— Start Entries provided —

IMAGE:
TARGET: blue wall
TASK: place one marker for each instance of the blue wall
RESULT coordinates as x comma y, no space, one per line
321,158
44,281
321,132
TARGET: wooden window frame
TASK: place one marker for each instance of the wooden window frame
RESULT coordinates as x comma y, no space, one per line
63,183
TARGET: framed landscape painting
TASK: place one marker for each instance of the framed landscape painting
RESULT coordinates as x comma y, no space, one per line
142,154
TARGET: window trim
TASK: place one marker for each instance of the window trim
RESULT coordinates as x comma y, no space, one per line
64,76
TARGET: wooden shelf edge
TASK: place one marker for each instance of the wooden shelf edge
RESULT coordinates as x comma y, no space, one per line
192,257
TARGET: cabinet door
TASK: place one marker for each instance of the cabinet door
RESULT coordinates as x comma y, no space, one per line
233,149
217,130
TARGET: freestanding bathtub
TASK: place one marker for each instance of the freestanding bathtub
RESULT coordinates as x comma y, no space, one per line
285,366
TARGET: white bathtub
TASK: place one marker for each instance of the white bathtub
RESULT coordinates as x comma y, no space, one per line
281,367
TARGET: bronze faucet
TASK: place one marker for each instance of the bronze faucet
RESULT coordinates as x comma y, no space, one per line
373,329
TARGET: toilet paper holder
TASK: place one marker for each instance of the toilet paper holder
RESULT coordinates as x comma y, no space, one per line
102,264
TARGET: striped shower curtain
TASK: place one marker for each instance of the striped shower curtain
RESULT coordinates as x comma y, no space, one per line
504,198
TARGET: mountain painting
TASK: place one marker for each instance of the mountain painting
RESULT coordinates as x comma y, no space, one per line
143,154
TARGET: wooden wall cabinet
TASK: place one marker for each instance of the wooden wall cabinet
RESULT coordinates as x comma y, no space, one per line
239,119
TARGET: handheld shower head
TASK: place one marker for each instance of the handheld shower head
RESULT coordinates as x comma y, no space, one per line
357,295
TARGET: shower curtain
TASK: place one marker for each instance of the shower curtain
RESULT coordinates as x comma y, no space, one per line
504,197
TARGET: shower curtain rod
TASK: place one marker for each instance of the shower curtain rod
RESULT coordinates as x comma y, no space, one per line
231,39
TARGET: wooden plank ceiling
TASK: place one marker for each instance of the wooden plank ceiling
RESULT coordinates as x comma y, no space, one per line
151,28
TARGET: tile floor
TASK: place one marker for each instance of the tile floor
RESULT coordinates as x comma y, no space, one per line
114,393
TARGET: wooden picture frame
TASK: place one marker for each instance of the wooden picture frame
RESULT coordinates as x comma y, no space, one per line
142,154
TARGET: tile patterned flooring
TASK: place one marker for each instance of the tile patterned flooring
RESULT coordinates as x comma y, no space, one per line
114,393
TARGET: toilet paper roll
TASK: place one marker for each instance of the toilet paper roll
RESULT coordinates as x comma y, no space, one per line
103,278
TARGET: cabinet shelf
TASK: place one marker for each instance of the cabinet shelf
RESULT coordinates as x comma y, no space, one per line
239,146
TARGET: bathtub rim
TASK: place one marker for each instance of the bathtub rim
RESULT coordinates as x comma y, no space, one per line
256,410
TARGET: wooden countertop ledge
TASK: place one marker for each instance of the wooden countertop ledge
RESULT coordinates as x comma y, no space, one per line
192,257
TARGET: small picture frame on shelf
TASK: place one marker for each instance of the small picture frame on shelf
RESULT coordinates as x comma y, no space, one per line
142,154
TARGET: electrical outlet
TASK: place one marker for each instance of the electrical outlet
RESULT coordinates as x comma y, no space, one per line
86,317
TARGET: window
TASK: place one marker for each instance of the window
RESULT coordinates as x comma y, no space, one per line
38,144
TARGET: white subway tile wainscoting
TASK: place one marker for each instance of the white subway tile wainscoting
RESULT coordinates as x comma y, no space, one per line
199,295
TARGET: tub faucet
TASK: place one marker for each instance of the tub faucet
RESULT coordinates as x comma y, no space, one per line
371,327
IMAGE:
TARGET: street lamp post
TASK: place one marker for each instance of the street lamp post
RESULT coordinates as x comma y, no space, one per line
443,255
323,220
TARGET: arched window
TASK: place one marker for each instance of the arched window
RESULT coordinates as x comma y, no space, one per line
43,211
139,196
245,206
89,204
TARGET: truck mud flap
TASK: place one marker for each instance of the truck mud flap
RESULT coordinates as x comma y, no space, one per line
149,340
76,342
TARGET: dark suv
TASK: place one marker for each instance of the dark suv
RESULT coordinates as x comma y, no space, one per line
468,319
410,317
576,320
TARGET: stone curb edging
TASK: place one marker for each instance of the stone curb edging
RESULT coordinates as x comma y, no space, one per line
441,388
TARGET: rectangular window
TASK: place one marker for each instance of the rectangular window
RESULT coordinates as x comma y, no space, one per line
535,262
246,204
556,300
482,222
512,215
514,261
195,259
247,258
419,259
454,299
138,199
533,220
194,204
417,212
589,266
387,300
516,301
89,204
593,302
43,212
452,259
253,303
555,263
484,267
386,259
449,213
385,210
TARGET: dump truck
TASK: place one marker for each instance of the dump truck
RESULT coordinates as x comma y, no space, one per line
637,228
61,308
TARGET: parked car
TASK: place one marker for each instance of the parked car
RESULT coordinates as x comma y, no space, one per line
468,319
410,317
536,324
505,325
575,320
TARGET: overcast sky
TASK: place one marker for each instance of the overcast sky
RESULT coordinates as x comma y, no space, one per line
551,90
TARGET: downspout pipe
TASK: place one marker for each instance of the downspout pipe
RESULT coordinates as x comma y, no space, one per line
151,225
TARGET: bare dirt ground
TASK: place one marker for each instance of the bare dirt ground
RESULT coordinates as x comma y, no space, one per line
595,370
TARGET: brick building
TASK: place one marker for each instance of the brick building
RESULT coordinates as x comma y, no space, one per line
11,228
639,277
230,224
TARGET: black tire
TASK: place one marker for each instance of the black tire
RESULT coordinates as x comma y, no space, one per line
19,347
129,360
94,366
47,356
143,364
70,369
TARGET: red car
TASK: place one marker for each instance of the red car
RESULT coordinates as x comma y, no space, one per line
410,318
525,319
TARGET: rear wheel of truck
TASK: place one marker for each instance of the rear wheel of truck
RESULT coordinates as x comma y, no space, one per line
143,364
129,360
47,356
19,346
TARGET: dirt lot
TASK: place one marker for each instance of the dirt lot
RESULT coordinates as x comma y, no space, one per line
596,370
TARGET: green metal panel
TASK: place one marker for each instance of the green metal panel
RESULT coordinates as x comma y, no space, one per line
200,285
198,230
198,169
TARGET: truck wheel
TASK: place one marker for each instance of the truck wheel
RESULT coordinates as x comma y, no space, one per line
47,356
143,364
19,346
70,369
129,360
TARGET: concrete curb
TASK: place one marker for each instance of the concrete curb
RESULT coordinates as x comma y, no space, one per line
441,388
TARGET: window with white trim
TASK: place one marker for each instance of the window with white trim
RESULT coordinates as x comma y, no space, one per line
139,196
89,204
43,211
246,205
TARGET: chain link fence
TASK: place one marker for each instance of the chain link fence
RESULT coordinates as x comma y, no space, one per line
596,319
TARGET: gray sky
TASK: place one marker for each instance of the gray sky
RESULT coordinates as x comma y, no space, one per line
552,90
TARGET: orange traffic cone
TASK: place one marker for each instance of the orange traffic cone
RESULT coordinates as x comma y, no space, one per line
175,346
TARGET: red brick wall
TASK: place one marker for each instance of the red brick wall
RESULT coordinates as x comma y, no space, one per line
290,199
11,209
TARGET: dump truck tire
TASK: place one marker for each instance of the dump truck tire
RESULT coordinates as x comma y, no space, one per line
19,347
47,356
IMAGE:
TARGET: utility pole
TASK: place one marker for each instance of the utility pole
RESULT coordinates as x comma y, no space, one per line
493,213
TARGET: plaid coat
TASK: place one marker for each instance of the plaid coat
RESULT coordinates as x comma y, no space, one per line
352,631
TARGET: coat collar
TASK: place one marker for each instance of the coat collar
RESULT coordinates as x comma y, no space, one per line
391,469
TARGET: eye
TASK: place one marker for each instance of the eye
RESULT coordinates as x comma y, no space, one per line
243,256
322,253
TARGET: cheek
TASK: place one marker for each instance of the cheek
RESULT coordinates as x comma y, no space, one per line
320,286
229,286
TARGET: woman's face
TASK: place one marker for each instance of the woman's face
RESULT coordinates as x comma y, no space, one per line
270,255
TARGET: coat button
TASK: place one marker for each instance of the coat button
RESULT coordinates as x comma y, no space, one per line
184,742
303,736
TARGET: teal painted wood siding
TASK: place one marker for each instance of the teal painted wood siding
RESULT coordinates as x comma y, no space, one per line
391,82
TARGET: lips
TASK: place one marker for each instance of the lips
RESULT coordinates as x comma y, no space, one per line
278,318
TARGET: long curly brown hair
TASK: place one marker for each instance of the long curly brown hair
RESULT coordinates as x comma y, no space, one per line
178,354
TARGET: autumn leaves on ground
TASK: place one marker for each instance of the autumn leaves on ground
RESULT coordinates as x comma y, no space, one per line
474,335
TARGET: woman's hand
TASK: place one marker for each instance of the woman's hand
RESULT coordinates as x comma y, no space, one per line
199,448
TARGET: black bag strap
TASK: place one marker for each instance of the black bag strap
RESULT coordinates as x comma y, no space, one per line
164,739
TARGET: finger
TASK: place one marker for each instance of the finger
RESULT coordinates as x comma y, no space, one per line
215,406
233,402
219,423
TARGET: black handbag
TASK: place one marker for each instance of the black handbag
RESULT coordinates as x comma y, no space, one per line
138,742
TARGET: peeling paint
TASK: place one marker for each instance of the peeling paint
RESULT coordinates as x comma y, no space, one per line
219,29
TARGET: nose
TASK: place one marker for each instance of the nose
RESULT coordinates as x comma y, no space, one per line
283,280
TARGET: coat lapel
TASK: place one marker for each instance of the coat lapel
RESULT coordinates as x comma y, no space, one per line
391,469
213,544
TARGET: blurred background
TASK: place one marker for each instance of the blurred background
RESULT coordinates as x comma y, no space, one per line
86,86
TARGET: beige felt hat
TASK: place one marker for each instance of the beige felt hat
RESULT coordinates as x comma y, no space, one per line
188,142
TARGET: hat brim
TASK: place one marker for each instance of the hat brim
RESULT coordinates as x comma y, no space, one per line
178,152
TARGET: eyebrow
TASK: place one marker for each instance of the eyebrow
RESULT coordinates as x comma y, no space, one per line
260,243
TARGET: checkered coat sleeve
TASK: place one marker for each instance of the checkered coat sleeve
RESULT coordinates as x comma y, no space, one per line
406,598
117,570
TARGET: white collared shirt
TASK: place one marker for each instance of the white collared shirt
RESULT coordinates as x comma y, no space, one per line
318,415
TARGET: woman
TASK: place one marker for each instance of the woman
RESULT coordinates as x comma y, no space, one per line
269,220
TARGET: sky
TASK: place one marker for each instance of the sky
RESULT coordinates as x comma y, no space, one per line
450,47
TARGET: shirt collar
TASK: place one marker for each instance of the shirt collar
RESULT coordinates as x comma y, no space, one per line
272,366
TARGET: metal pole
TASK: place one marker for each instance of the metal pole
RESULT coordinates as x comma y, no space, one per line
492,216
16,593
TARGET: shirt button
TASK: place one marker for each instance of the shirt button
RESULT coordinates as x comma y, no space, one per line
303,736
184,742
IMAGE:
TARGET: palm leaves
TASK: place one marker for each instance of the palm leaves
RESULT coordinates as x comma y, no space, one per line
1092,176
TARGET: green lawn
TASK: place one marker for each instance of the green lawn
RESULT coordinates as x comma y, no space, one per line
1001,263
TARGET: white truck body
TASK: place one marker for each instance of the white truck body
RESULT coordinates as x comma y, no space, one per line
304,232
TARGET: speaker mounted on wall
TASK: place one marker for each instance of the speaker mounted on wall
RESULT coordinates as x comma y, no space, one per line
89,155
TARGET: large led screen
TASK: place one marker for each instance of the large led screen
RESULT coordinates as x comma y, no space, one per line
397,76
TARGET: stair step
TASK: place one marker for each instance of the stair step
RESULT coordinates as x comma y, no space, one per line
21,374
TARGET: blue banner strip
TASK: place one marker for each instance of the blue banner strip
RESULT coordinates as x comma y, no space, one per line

— End Entries provided —

● What is being asked
Output exactly the lines between the one containing "TARGET: shirt button" and the final line above, both inclusive.

● Solution below
TARGET: shirt button
TASK: place one marker for each instance of the shirt button
RESULT coordinates as x comma y, no space, one per line
303,736
184,742
IMAGE:
TARGET: palm leaves
TASK: place one marker for each instance of the palm leaves
RESULT coordinates as x comma y, no space, one per line
1092,176
TARGET: green lawn
TASK: place one marker for each instance of the green lawn
RESULT coordinates as x comma y, no space, one per line
1001,263
TARGET: white truck body
TASK: place one marker for each instance of the white truck body
RESULT coordinates as x comma y, no space, one per line
304,232
TARGET: speaker mounted on wall
TASK: place one marker for each instance of the speaker mounted on wall
RESULT coordinates as x comma y, no space, one per line
89,155
TARGET: large led screen
TASK: place one marker for each instance of the large led screen
RESULT coordinates as x comma y, no space, one per line
397,76
TARGET: stair step
TASK: place one marker for each instance of the stair step
RESULT coordinates as x comma y, no space, one per line
21,374
TARGET: blue banner strip
TASK: place one marker for each instance of the blue banner strip
RESULT coordinates as x comma y, no space, one per line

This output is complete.